■ Given exercise 1 ■
Reproduce the listing from its first line through the line containing "[198,356,311,409]", with both of those lines included.

# Workshop Build



## treds1 (29 Nov 2011)

Hi i've been lurking here for a while, and thought it was about time I made my first post. 

i'm currently planning a new workshop build having not built anything on this scale before, and was hoping for some advise on a few points. 

i'm looking to build a 16ft by 12ft timber framed with an apex roof, on a concrete base. I am planning to use 2*4 
for the framing and roof struts, then damp proof membrane before battens and shiplap cladding. I am planning on fully insulating between the studs and then osb boarding on the inside. I am going to require planning permission, due to proximity to boundaries and proposed height so am looking to get the design finalized asap so i can put in the application. 

i'm sure i will have plenty or questions, but for starters... I have seen conflicting advise as to weather a couple of courses of bricks are required so am a bit confused. Should i be considering two courses of bricks before the framing or not. 

I am currently drafting a mock up in SketchUp, that ill post once complete. 

Thanks in advance.


----------



## Charlie Woody (29 Nov 2011)

Well all I can say is that local to me there is a well respected company that builds garages, carports, garden rooms etc etc and they always put a row of concrete blocks onto the concrete base. In the factory the sole plate has a damp proof strip attached which sits on the blocks and the cladding overlaps the outside of the blocks. They say that this way the water runs down the cladding and away and so avoids the sole plate sitting in a pool of water in wet weather.

Hope this helps.


----------



## OLD (30 Nov 2011)

If the frames are fixed on the edge of the base and the cladding goes past the interface rain is shed clear of the base this design has worked fine for me i use treated timber for sole plate only on a dpc and cast in threaded rod with nut and washer as anchors. I also use breathable membrane under the cladding.


----------



## MikeG. (30 Nov 2011)

Whilst I'm briefly here, allow me to point you to this which I wrote a while back to help members with their workshop builds. Please put the building on a plinth........you will thank me for years to come.

■ Task inputs ■

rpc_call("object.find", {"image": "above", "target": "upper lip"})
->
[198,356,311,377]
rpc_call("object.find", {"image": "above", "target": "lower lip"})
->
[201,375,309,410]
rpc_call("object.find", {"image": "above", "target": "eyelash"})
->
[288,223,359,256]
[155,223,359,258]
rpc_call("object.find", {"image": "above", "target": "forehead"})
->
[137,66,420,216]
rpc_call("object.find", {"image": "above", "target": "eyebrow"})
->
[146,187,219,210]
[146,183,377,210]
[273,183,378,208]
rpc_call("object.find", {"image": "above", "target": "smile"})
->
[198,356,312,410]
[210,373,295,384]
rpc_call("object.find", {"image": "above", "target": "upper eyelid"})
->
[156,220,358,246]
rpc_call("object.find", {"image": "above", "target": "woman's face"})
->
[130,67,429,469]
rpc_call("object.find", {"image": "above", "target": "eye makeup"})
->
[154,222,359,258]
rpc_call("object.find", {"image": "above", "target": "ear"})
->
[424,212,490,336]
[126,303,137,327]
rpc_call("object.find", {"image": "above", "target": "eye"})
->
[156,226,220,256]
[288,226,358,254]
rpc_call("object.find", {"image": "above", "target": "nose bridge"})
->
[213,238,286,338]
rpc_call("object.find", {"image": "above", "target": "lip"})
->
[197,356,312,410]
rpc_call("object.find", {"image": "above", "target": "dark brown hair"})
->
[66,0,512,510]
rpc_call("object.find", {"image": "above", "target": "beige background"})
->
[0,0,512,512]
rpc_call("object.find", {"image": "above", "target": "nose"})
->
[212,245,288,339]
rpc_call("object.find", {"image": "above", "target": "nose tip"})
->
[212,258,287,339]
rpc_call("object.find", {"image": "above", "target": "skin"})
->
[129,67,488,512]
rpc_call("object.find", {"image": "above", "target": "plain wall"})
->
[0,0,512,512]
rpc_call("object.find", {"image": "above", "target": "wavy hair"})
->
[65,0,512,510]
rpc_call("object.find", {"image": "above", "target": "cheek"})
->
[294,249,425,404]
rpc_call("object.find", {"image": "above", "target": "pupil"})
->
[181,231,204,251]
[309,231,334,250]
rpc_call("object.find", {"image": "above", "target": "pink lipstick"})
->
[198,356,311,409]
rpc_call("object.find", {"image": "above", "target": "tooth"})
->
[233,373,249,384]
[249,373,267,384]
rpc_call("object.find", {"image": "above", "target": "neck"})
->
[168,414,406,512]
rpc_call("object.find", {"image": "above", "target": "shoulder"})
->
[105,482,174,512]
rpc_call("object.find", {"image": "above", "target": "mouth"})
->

■ Given exercise 2 ■
Carry on the forum thread about building a workshop from the point where it stops.

■ Reply 1 ■
rpc_call("object.find", {"image": "above", "target": "upper lip"})
->
[198,356,311,377]
rpc_call("object.find", {"image": "above", "target": "lower lip"})
->
[201,375,309,410]
rpc_call("object.find", {"image": "above", "target": "eyelash"})
->
[288,223,359,256]
[155,223,359,258]
rpc_call("object.find", {"image": "above", "target": "forehead"})
->
[137,66,420,216]
rpc_call("object.find", {"image": "above", "target": "eyebrow"})
->
[146,187,219,210]
[146,183,377,210]
[273,183,378,208]
rpc_call("object.find", {"image": "above", "target": "smile"})
->
[198,356,312,410]
[210,373,295,384]
rpc_call("object.find", {"image": "above", "target": "upper eyelid"})
->
[156,220,358,246]
rpc_call("object.find", {"image": "above", "target": "woman's face"})
->
[130,67,429,469]
rpc_call("object.find", {"image": "above", "target": "eye makeup"})
->
[154,222,359,258]
rpc_call("object.find", {"image": "above", "target": "ear"})
->
[424,212,490,336]
[126,303,137,327]
rpc_call("object.find", {"image": "above", "target": "eye"})
->
[156,226,220,256]
[288,226,358,254]
rpc_call("object.find", {"image": "above", "target": "nose bridge"})
->
[213,238,286,338]
rpc_call("object.find", {"image": "above", "target": "lip"})
->
[197,356,312,410]
rpc_call("object.find", {"image": "above", "target": "dark brown hair"})
->
[66,0,512,510]
rpc_call("object.find", {"image": "above", "target": "beige background"})
->
[0,0,512,512]
rpc_call("object.find", {"image": "above", "target": "nose"})
->
[212,245,288,339]
rpc_call("object.find", {"image": "above", "target": "nose tip"})
->
[212,258,287,339]
rpc_call("object.find", {"image": "above", "target": "skin"})
->
[129,67,488,512]
rpc_call("object.find", {"image": "above", "target": "plain wall"})
->
[0,0,512,512]
rpc_call("object.find", {"image": "above", "target": "wavy hair"})
->
[65,0,512,510]
rpc_call("object.find", {"image": "above", "target": "cheek"})
->
[294,249,425,404]
rpc_call("object.find", {"image": "above", "target": "pupil"})
->
[181,231,204,251]
[309,231,334,250]
rpc_call("object.find", {"image": "above", "target": "pink lipstick"})
->
[198,356,311,409]

■ Reply 2 ■
Cheers

Mike


----------



## treds1 (1 Dec 2011)

Thank you for the advise guys, are there major benefits using a brick plinth? Haven't had any real prior experience laying bricks, so that does put me off going down that route slightly.


----------



## treds1 (6 Mar 2012)

Currently awaiting on planning permission for my workshop build, so am working on finalizing material lists etc. I have been designing the framing with 400mm centres, but is this an overkill or would 600mm centres suffice?

Any thoughts would be appreciated?


----------



## Shultzy (6 Mar 2012)

treds1, I put mine onto a single course of block paving with DPC between it and the timber, no mortar. As Old said as long as the outer cladding clears the base the water will drip away. Check my build for more tips.


----------



## beech1948 (6 Mar 2012)

I would just look at Mike's diagrams and follow exactly.

I build my workshop on two courses of engineering bricks. I am not a brickie but I just worked on the basis that if I took my time it could not be too hard. The blue engineering bricks are just about impervious to water and are very hard.

The key to Mike's diagrams are the access for cold air above the insulation to provide a means to ventilate the workshop and to remove any accumulated moisture from the outside.

al


----------



## RogerBoyle (6 Mar 2012)

treds1":1ojj2r56 said:


> Currently awaiting on planning permission for my workshop build, so am working on finalizing material lists etc. I have been designing the framing with 400mm centres, but is this an overkill or would 600mm centres suffice?
> 
> Any thoughts would be appreciated?



600 centers is fine as you are boarding with OSB on the inside 

Roger


----------



## deserter (6 Mar 2012)

As my former c&j lecturer used to say bricklaying is as simple as putting one on top of two. 

I'm sure there's more skill to it really but for a two brick high plinth you really can't go wrong.


----------



## treds1 (7 Mar 2012)

Guys thanks for the responses, 

Have planned to basically follow Mikes build thread definitely looks like the way to go. Am definitely going to go with the two brick plinth, i'm fairly confident that I should be able to lay the bricks with minimal difficulty. Ill put up some plans soon.

Unfortunately though plans may have to be put on hold for a while, as I have noticed a roof leak after all the rain we've been had in the last couple of days, and am awaiting a quote from a roofer but is going to require replacing flashings some tiles underlay etc.. So i'm guessing it will be expensive or even more expensive hopefully not as I really don't want another winter in a uninsulated shed!


----------



## RogerBoyle (7 Mar 2012)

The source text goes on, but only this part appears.